--- start of QUOTED TEXT ---

We plan to build upon these developments through the Innovation Fund. The aim of the Fund is to test ideas and activities which will increase performance outcomes and extend our knowledge of what works in helping people to move from welfare to the workplace. The main focus of the innovation fund over the next three years will be to test out approaches to develop intermediary organisations, particularly in inner cities and with disadvantaged groups. The guidance issued to bidding organisations notes that special attention should be given to serving participants from ethnic minority backgrounds. There is potentially a strong role for voluntary and community groups in becoming or developing as intermediary organisations.

Attitudinal barriers: unemployed people

12. We agree with the Policy Action Team conclusion that job tasters should be used more widely. These may not always lead immediately to an employment outcome, but they will help to supplement the work of Personal Advisers in providing people with a knowledge of new forms of employment.

Job tasters or work trials are already one of the menu of options available to the Employment Service in the New Deal for Young People and elsewhere. However, it is not always possible to get enough employers to engage with this initiative. Many wish to engage people directly without trying a job taster. The Government will continue to try to promote this form of active labour market policy where possible.

13. The attainment of communication skills should be a theme which runs right through the New Deal. We recommend that New Deal participants should be given the opportunity to develop these skills in both the Gateway and as an intrinsic part of their work-based and training options.

The importance of communication and other 'soft' skills is one of the major lessons coming out of the New Deal evaluation. In response to this there has been a shift in emphasis with greater provision of soft skills during all stages of the New Deal. This was one of the key points of the 10 point continuous improvement plan introduced in January this year.

The Employment Service is introducing a more intensive New Deal Gateway which offers additional help and support in the early stages of the programme. This includes a mandatory 2 week course in the second month of the Gateway to develop the soft skills of communication, time-keeping, self-presentation and teamwork which employers have told us they require from the people that they take on. This 'Gateway to Work' course will be available everywhere from July.

Attitudinal barriers: employers

14. We urge the Government, when it develops and publishes the details of the Action Teams proposal, to ensure that there are specific targets for helping the most disadvantaged people and that the emphasis will be on placing people into high-quality jobs. The Government should also set out how the Action Teams will work with existing local intermediaries.

On 14 June, the Government announced the launch of three pathfinder Action Teams for Jobs, in Thanet, East Ayrshire and Hartlepool. They will start their work on 26 June and focus on the hardest to help, with close employer links and new solutions to overcome barriers to work, such as poor transport. The teams, led by the Employment Service but with members from the private and voluntary sectors, will each have £1.5 million to invest over the next year.

We will expect Action Teams to work with existing organisations to make the best use of their resources. Each Team will be required to produce a delivery plan outlining the disadvantaged groups upon which they will concentrate their help and the organisations they will be working with. If local intermediaries exist Teams should work with them. The Teams will have to demonstrate that they have made a clear and measurable improvement in the labour market prospects of the disadvantaged clients that they work with.

--- end of QUOTED TEXT ---
--- start of RECORDS SHOWN ---

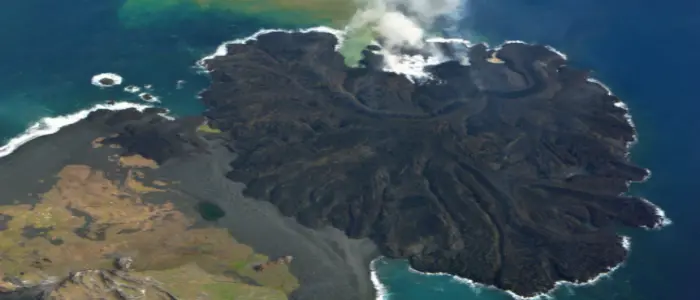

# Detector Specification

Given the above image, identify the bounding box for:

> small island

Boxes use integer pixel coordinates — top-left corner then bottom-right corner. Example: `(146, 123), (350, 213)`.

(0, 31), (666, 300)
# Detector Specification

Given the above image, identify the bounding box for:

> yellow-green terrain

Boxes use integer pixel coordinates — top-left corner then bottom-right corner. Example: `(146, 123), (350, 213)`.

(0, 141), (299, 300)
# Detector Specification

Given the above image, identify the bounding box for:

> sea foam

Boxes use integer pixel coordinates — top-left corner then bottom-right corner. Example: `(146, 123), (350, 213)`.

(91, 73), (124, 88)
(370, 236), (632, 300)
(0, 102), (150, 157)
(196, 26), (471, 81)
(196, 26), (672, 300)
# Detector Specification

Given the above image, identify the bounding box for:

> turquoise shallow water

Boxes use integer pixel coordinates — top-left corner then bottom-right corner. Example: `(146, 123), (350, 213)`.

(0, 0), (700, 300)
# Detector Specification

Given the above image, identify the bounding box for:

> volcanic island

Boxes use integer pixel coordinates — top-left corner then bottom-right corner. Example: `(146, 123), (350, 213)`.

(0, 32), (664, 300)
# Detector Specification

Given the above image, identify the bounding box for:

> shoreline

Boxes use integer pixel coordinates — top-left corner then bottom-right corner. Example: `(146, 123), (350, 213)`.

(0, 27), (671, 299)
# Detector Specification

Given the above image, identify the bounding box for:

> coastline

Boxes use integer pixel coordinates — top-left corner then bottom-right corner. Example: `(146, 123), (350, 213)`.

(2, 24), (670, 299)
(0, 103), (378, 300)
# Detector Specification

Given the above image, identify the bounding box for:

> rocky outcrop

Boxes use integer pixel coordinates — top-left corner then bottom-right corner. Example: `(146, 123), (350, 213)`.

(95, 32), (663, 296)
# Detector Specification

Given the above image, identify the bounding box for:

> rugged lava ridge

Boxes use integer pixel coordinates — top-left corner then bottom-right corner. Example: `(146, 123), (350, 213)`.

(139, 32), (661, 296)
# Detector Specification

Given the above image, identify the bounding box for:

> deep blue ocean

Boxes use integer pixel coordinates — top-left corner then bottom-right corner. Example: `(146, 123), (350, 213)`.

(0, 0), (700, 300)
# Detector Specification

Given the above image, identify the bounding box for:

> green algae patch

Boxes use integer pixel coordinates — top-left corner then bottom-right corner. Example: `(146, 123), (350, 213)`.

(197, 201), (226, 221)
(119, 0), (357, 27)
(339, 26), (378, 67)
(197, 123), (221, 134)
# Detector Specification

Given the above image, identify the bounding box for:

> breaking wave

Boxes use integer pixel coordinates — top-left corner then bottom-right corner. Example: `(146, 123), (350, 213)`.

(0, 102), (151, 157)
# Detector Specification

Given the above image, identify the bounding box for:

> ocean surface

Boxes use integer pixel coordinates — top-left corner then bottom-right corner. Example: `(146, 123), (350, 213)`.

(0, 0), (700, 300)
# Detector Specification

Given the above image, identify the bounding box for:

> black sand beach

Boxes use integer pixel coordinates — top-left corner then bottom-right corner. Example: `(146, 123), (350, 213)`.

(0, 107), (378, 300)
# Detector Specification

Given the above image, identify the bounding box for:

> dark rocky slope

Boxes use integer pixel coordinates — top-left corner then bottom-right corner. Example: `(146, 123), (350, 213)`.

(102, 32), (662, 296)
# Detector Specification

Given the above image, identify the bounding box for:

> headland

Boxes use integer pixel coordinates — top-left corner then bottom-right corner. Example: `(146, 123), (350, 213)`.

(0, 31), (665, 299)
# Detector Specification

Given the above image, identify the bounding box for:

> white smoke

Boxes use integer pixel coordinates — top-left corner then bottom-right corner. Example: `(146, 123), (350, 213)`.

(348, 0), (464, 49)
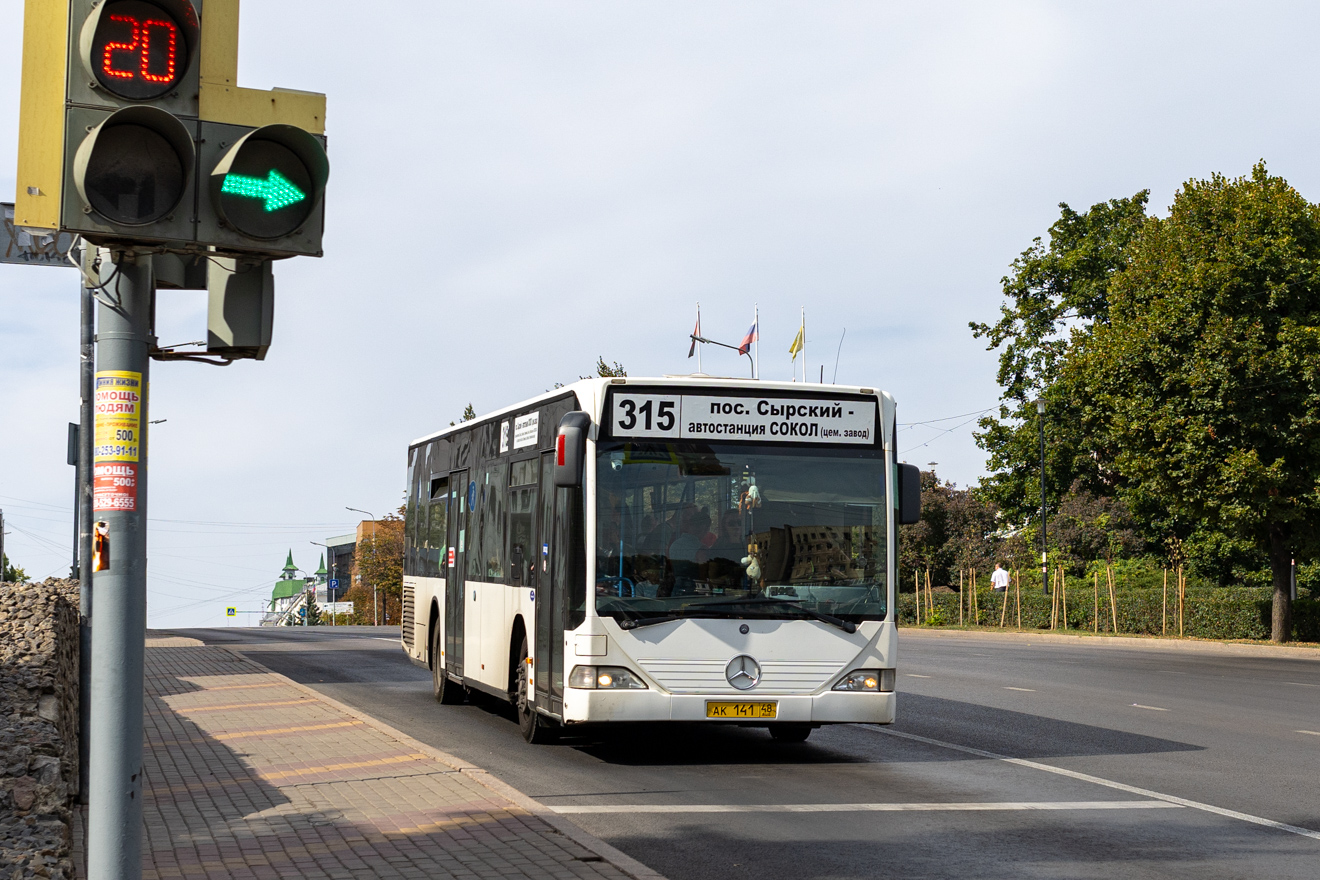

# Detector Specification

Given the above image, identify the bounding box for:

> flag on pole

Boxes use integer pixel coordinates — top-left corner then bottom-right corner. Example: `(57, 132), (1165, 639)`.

--- end of RECORDS SHOWN ---
--- start of RECORDS SHOWN ---

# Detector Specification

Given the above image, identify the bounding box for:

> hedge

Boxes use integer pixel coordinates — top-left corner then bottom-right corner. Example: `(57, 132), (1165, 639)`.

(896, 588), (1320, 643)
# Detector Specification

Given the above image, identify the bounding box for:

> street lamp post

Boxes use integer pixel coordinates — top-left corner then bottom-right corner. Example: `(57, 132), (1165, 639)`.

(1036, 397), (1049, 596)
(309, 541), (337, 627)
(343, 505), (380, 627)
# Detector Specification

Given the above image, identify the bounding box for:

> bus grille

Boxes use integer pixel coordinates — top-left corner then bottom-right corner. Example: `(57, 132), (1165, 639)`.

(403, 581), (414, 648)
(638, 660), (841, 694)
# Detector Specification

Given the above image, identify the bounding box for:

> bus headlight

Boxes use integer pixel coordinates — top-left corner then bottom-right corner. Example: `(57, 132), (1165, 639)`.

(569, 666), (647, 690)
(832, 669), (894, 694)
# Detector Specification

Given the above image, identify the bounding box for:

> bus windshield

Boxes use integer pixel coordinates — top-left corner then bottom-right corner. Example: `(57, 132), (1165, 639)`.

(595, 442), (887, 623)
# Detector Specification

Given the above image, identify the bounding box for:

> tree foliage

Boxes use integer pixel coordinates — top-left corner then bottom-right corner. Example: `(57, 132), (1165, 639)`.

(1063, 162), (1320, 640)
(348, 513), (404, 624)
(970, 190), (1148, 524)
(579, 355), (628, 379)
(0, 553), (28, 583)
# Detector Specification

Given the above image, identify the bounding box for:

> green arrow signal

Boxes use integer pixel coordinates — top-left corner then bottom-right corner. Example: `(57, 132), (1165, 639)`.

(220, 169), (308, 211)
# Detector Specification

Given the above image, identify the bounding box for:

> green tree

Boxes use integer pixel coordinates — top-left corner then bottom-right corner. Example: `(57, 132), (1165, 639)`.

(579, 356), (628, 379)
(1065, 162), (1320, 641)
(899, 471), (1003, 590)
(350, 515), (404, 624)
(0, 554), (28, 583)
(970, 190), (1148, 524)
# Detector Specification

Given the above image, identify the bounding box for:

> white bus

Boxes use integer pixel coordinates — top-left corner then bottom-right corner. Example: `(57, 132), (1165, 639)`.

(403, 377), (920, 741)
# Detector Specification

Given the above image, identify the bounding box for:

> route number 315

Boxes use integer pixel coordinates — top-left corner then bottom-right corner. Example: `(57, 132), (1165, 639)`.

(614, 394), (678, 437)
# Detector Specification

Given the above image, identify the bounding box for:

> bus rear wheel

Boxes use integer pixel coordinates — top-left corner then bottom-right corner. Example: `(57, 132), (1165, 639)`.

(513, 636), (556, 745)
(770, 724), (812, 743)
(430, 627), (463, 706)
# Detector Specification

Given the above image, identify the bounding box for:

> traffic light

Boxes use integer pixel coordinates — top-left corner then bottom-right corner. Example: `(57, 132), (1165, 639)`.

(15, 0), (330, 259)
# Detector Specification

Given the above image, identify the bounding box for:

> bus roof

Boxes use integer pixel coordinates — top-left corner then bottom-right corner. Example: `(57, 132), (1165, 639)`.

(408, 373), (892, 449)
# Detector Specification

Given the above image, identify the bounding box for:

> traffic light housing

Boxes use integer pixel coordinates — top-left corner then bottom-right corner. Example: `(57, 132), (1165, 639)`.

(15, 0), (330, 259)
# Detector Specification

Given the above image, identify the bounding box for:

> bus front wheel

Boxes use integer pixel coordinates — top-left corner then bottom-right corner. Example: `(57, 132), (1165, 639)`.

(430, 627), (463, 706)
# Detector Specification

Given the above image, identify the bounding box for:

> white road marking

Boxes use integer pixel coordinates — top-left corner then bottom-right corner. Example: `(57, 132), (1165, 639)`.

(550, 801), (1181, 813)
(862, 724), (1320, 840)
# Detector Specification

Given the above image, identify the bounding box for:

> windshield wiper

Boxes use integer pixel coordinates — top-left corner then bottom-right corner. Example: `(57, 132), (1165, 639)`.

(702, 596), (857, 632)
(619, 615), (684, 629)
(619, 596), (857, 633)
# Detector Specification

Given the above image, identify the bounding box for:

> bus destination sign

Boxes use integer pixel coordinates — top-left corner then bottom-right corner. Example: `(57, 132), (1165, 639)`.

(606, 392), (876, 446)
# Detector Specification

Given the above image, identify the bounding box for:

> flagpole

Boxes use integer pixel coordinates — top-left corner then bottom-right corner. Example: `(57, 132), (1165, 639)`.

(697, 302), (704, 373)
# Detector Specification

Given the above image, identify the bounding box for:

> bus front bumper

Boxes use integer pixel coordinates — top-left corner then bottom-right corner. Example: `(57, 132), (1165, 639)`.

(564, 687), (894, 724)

--- end of RECORDS SHOWN ---
--- start of RECORDS SHOWN ---

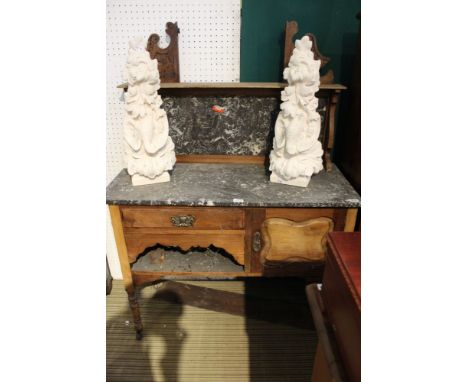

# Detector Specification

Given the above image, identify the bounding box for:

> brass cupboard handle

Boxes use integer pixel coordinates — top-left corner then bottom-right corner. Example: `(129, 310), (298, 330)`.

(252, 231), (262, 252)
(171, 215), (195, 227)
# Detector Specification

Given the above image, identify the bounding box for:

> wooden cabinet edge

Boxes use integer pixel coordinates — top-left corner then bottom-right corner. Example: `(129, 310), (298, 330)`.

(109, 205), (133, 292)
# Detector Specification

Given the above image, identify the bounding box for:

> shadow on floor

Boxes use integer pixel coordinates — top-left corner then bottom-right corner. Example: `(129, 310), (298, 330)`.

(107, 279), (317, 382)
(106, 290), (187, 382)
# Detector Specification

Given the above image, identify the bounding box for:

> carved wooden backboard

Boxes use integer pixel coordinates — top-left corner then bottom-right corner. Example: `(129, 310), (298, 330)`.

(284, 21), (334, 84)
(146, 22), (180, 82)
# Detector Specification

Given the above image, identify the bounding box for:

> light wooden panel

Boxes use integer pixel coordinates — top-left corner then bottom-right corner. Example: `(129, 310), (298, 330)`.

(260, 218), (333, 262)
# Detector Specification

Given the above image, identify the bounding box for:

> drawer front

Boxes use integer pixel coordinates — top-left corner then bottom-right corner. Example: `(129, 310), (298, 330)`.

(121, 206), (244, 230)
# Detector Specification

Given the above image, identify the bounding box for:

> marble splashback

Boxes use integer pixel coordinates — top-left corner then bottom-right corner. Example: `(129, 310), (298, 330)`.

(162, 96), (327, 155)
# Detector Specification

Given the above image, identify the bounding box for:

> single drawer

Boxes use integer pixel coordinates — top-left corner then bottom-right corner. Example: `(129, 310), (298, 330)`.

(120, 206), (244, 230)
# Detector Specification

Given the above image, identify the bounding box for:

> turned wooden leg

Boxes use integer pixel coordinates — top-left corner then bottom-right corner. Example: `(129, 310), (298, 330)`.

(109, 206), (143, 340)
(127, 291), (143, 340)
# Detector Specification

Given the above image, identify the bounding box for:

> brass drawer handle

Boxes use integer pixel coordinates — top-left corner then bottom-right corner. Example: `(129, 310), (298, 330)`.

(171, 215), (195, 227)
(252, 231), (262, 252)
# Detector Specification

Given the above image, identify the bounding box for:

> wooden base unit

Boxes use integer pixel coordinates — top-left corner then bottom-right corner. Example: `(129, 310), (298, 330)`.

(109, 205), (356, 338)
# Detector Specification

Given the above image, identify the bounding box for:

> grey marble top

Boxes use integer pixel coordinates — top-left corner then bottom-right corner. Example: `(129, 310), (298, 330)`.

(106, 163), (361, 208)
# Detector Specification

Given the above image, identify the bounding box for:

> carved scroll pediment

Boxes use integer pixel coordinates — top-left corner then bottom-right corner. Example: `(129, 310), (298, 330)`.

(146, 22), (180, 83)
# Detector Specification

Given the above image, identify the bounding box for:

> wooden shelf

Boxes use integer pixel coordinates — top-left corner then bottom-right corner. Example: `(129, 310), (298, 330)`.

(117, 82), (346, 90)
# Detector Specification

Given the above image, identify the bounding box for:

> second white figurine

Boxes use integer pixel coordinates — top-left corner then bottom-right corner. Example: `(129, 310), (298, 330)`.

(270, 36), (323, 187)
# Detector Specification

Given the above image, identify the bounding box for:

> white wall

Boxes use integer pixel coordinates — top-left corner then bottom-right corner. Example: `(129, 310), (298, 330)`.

--- end of RECORDS SHOWN ---

> [GIVEN EXERCISE A]: According to the New Deal passage, how much will each pathfinder Action Team have to invest?
> [GIVEN EXERCISE B]: Rewrite the stretch of the New Deal passage from "Attitudinal barriers: unemployed" through "forms of employment.", putting "job coaches" in place of "Personal Advisers".
> [GIVEN EXERCISE C]: Which soft skills does the New Deal passage say the mandatory 2 week Gateway course will develop?

> [FINAL RESULT A]: £1.5 million over the next year.

> [FINAL RESULT B]:
Attitudinal barriers: unemployed people

12. We agree with the Policy Action Team conclusion that job tasters should be used more widely. These may not always lead immediately to an employment outcome, but they will help to supplement the work of job coaches in providing people with a knowledge of new forms of employment.

> [FINAL RESULT C]: Communication, time-keeping, self-presentation and teamwork.